My view from room 629 at the Dubai Duty Free-owned Jumeirah Creekside Hotel has become a familiar one down the years. Beyond the non-stop rush of traffic below me, the glorious expanse of the Dubai Creek Golf & Yacht Club with its stunning Sydney Opera House-like clubhouse beckons like the sirens in Ulysses.

Like Homer’s hero, I’m better off resisting the temptation, for having played there on numerous occasions, I (or at least my golf ball) have indeed ended up on the treacherous rocks (as in the ones that run along the edge of the Dubai Creek) or my hopes of sporting glory sunk without trace in the shimmering blue waters beyond.

Indeed, today my business partner Dermot Davitt along with a host of industry executives of various levels of golfing talent is out on that very same course, completing the two-day Dubai Duty Free Golf World Cup that started yesterday at the Emirates Golf Club Faldo Course.

Despite my almost definitive lack of golfing aptitude, it would be good to join them. Alas ‘the website that never sleeps’ has tightened its already insomniac grip on me of late and these are hours I cannot afford away from my Interim Bureau.

+-------+

DIRECTIONS –
[1] Which hotels, golf courses, buildings and waterways does the Dubai golf text name?
[2] Pick up the Dubai golf text after its final sentence and keep writing.

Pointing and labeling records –
+-------+

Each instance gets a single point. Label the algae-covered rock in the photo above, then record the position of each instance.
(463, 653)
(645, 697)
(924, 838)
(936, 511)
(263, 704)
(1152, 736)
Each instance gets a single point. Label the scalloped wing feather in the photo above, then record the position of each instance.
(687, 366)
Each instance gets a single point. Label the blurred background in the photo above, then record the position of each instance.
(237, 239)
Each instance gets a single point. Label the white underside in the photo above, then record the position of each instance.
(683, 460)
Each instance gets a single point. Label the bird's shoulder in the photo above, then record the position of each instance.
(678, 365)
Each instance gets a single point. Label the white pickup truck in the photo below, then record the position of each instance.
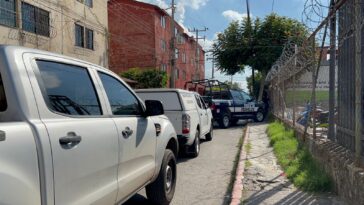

+-------+

OUTPUTS FOR THE TASKS –
[1] Jumeirah Creekside Hotel, Dubai Creek Golf & Yacht Club, Sydney Opera House, Dubai Creek, Emirates Golf Club Faldo Course

[2]
The Moodie Davitt Report chose ‘Straight and True’ as the tagline for our sponsorship of the golf carts on day one, the mantra being the antithesis of almost every golf shot I have played in my life. Dermot ‘Divot’, as he is known in these parts having won the event in 2013 – and having come tantalisingly close last year – is a completely different proposition, however, so don’t be surprised to see him making our own headlines by this evening.

A clear case of putting the cart before the course

This is my final trip of a hectic year, one that will have taken me through Hong Kong International, DXB, Bahrain International, Heathrow and Hamad International airports, all outstanding gateways at various points in their respective travel recoveries. Hong Kong International Airport (HKIA) has suffered more and for longer than the others but it is really bursting back into life now.

Since my last flight out of HKIA in late October, the Chanel, Hermès and Louis Vuitton boutiques have opened as has the outstanding Hennessy boutique by the main Duty Zero by cdf store, all welcome signs of an accelerating, though still fledgling, travel recovery. A big shout out to the lovely staff at Hermès and Louis Vuitton who showed me around.

The team at Hermès even presented with me two beautifully iced, horse-shaped Hermès cookies (a nod to the brand’s popular leather charms) in a resplendent orange gift bag as thanks for my interest. That’s what I call the human touch from a brand that is practically synonymous with it.

Alas with Chanel I wasn’t allowed to take pictures inside (I was told I would have to contact head office for approval –It’s a shop for goodness sake, not Fort Knox) but you can see from my exterior shots that it too is a very striking addition to HKIA’s luxury line-up.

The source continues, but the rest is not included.